• **What to do**
Could you write out the records exactly as they are given?

*** Exercise material ***

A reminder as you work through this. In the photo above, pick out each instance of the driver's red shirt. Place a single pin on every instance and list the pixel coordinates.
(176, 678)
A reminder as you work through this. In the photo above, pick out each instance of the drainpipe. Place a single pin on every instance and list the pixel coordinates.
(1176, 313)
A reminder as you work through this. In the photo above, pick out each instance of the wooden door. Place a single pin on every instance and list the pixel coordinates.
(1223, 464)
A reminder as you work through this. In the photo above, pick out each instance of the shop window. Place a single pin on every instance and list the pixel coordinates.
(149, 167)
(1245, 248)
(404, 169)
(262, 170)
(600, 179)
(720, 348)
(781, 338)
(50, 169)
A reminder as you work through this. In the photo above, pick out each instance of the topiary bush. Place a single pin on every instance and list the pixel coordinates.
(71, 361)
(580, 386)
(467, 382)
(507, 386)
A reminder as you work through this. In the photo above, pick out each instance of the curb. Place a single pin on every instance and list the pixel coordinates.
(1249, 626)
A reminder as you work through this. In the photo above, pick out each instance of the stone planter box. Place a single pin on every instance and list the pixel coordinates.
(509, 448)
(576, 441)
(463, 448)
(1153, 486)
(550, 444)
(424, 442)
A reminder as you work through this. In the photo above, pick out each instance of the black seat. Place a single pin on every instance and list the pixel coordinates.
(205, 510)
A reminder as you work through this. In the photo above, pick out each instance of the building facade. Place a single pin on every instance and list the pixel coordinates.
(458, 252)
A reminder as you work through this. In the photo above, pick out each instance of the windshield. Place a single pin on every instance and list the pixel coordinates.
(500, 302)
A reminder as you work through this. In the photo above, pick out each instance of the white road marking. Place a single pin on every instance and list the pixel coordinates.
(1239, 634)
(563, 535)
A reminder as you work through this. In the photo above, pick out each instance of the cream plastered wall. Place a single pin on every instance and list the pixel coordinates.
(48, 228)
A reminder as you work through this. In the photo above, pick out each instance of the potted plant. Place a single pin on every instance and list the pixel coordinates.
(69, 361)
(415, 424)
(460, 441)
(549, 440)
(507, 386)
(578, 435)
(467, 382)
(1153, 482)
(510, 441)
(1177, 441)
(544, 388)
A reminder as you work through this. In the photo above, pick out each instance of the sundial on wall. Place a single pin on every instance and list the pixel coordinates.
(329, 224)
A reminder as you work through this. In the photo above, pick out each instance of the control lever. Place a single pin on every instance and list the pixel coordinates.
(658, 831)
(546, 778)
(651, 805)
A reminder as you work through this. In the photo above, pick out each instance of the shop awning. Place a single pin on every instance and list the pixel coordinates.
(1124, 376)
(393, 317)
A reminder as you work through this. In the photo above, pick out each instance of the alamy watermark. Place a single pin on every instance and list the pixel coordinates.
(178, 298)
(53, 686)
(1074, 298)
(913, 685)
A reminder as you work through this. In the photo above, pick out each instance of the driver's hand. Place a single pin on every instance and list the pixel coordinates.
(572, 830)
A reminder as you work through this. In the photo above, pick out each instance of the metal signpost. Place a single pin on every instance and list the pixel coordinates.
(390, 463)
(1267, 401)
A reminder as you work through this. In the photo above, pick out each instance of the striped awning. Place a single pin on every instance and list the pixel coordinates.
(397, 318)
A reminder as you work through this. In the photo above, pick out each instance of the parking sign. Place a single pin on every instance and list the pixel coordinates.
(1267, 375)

*** End of Exercise material ***

• **Exercise solution**
A reminder as you work through this. In the photo above, pick out each instance of the driver's red shirt. Place a single pin on every instance and list the pixel coordinates.
(176, 678)
A reminder as you work through this. In the photo above, pick out each instance of the drainpipe. Place a single pin on every instance and list the pixel coordinates.
(1176, 313)
A reminder as you work through this. In the photo above, pick out each instance of the wooden door. Place a single pin on every instance and list the pixel coordinates.
(1223, 464)
A reminder as you work through this. In the photo above, pick out each instance of the shop window. Place a single pin on every instance and list the pixel coordinates.
(149, 167)
(1245, 248)
(404, 169)
(262, 170)
(600, 179)
(720, 348)
(781, 338)
(50, 169)
A reminder as you work through this. In the photo above, pick out each instance of the topiary bush. Place a single pin on every instance and list the pixel coordinates.
(71, 361)
(580, 386)
(467, 382)
(507, 386)
A reminder as you work through this. In the photo above, pick out each instance of the curb. Place a single pin on every instance and list the pixel coordinates.
(1249, 626)
A reminder as you work through this. In the photo above, pick out each instance of the stone planter box. Place a single pin on every instance and list the pixel coordinates.
(509, 448)
(576, 441)
(463, 448)
(1153, 486)
(550, 444)
(424, 442)
A reminder as you work through this. In the photo above, pick out each instance of the black seat. Place a single pin on every instance and list the pixel coordinates.
(205, 510)
A reminder as you work through this. In the photo above, pick out each instance of the building facade. Place a single pin on every instance and list the pixel coordinates.
(458, 252)
A reminder as you work through this. In the photo above, pick out each instance of the windshield. Place a single pin on every instance and list the pixel coordinates.
(500, 302)
A reminder as you work through this. In the photo above, pick out each instance of the white road marking. Place a single pin on every instance and list the pixel coordinates.
(1239, 634)
(563, 535)
A reminder as you work through this. In the photo above, pick out each instance of the cream plastered wall. Place a single pin on every instance and list the pixel coordinates.
(48, 228)
A reminder as you work through this. In the photo above, pick out each instance of the potted plant. Place a single pin on every instance and list the pixel coordinates.
(69, 361)
(415, 424)
(460, 441)
(549, 440)
(507, 386)
(578, 435)
(467, 382)
(1153, 482)
(510, 441)
(1177, 441)
(544, 388)
A reminder as you work through this. In the photo above, pick out each instance of the sundial on wall. Place a single pin on every instance and list the pixel coordinates.
(329, 224)
A reminder as you work through this. In the photo above, pick out each instance of the control lever. Place a single pin on every instance and list the pixel coordinates.
(658, 831)
(546, 778)
(651, 805)
A reminder as you work through this. In the photo above, pick out each instance of the shop awning. Place a single pin on every instance and list the pixel coordinates.
(1124, 376)
(393, 317)
A reminder as you work through this. In the photo above, pick out each instance of the alamy watermark. Place a single pin on every instance and list the pixel coordinates.
(178, 298)
(53, 686)
(1074, 298)
(913, 685)
A reminder as you work through this. In the photo above, pick out each instance of the driver's hand. Place a single pin on every instance and list the pixel coordinates.
(572, 830)
A reminder as you work through this. In the photo above, pick out each instance of the metal signpost. Place a single pin on every instance and list the pixel coordinates.
(390, 463)
(1267, 401)
A reminder as you work through this. In the photo above, pick out each instance of the striped awning. Place a single pin on every instance and list the pixel coordinates.
(397, 318)
A reminder as you work through this. In the photo above, pick out each instance of the parking sign. Place a single pin on every instance and list the pixel coordinates.
(1267, 375)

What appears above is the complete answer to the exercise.